-- Opening Marker --
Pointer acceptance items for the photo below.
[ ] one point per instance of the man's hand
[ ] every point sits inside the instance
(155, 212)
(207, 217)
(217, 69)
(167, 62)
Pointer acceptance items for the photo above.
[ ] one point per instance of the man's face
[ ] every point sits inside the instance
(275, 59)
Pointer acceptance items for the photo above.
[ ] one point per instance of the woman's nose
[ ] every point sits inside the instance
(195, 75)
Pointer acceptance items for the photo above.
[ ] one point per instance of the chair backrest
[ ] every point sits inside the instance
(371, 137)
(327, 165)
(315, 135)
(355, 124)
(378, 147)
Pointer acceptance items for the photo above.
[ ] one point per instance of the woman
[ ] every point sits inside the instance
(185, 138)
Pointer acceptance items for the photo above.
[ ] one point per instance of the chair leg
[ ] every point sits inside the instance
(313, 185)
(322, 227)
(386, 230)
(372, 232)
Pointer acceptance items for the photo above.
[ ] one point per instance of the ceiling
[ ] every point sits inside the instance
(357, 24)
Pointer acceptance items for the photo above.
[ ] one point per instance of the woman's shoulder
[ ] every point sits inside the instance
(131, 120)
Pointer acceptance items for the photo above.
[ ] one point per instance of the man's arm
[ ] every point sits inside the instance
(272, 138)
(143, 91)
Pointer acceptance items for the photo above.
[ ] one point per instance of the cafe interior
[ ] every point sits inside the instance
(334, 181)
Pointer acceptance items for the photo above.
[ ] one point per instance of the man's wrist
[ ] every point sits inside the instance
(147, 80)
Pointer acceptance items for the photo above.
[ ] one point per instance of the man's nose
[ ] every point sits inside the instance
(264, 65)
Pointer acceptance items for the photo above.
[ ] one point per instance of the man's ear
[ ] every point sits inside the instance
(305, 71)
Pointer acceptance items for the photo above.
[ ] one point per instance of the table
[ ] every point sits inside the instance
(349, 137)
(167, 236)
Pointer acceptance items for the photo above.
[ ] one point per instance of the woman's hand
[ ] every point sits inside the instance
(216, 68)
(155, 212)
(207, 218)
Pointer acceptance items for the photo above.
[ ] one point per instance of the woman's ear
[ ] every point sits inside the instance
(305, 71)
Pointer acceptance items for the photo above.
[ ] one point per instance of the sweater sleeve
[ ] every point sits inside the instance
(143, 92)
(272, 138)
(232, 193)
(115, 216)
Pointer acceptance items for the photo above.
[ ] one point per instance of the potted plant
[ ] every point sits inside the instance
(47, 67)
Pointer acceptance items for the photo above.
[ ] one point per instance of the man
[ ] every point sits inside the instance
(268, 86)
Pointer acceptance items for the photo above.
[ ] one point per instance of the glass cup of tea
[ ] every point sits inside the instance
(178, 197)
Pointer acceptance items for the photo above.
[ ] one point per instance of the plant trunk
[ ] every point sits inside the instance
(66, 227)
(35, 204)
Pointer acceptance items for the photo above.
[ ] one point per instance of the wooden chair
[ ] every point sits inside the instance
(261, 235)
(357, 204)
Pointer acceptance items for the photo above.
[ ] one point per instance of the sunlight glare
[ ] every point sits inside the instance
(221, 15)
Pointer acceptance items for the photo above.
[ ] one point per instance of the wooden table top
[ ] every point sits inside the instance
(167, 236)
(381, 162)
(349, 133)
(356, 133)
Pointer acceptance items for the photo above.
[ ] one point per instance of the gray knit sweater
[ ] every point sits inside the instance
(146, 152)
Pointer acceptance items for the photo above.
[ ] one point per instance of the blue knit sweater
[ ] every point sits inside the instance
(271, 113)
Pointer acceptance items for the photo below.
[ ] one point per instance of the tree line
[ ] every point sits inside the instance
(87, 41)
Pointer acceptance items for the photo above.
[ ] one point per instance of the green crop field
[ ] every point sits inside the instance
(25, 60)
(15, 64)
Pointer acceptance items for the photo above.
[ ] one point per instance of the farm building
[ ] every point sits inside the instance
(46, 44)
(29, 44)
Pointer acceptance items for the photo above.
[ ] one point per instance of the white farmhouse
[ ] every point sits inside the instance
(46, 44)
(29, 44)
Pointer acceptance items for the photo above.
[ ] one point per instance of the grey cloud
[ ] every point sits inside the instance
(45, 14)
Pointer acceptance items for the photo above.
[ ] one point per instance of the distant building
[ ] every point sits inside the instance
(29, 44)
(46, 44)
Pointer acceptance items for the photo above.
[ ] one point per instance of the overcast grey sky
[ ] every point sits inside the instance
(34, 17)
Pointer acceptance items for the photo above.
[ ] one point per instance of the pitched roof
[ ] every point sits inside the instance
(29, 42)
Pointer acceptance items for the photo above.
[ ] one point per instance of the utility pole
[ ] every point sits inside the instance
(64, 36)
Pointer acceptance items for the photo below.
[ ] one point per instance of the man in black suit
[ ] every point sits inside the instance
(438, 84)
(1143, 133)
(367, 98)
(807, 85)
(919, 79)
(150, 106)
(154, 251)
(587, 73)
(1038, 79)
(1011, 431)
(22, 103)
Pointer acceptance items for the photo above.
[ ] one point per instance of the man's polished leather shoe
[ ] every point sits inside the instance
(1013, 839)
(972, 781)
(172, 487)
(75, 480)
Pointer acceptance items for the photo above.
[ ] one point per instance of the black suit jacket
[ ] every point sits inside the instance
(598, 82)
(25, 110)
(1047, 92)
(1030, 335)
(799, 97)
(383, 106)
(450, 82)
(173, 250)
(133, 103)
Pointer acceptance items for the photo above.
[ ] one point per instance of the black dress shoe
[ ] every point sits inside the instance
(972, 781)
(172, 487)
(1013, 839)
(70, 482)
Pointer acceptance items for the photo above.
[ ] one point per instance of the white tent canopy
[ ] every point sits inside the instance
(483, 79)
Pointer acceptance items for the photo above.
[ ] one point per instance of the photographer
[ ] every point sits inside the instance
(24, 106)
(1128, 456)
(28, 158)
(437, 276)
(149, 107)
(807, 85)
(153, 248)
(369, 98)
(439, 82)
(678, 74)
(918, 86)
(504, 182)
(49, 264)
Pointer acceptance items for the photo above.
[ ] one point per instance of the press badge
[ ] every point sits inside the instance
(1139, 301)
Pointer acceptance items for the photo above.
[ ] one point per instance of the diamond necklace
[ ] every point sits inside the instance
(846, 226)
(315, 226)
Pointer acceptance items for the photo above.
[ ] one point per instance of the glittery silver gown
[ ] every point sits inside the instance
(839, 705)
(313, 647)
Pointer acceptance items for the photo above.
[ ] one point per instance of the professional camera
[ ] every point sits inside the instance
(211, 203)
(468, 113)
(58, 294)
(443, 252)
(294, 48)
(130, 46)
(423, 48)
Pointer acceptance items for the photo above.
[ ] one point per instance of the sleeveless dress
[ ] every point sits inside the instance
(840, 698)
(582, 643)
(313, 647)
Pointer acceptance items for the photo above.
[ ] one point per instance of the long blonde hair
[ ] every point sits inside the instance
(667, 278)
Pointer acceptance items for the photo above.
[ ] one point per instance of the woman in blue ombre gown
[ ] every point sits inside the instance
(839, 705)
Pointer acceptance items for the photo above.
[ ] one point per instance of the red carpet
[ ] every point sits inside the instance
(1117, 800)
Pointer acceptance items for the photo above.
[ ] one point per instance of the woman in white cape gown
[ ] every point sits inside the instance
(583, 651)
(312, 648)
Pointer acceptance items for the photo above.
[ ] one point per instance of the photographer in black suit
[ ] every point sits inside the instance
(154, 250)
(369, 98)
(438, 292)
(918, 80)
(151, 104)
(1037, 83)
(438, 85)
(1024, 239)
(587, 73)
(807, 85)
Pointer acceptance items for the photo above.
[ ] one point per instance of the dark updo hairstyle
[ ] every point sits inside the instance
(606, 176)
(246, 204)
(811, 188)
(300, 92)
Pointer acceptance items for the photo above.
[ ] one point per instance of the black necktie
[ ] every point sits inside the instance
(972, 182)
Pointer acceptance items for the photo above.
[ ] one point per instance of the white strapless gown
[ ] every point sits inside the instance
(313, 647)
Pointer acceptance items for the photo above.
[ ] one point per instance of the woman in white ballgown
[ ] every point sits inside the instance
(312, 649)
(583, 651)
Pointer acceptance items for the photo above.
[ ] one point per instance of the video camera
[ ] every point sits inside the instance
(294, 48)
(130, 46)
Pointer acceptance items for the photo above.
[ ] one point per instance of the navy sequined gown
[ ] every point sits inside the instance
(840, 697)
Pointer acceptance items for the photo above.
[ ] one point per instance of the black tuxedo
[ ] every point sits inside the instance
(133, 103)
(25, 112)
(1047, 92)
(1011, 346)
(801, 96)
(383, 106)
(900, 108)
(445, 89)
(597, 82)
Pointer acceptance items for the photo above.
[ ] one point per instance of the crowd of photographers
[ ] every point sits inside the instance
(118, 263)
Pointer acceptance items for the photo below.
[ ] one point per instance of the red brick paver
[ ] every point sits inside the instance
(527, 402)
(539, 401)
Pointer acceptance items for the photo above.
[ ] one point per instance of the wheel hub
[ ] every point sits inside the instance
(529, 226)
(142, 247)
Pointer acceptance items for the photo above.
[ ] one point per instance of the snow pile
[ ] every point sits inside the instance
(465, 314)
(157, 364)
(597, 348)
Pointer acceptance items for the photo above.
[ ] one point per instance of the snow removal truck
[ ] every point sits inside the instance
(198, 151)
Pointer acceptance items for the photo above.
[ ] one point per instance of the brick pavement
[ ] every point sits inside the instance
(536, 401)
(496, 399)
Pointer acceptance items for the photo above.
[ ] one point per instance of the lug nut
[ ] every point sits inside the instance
-- Closing Marker --
Problem details: Respond with one number, the count of lines in the data that hold the string "suit".

Answer box: 3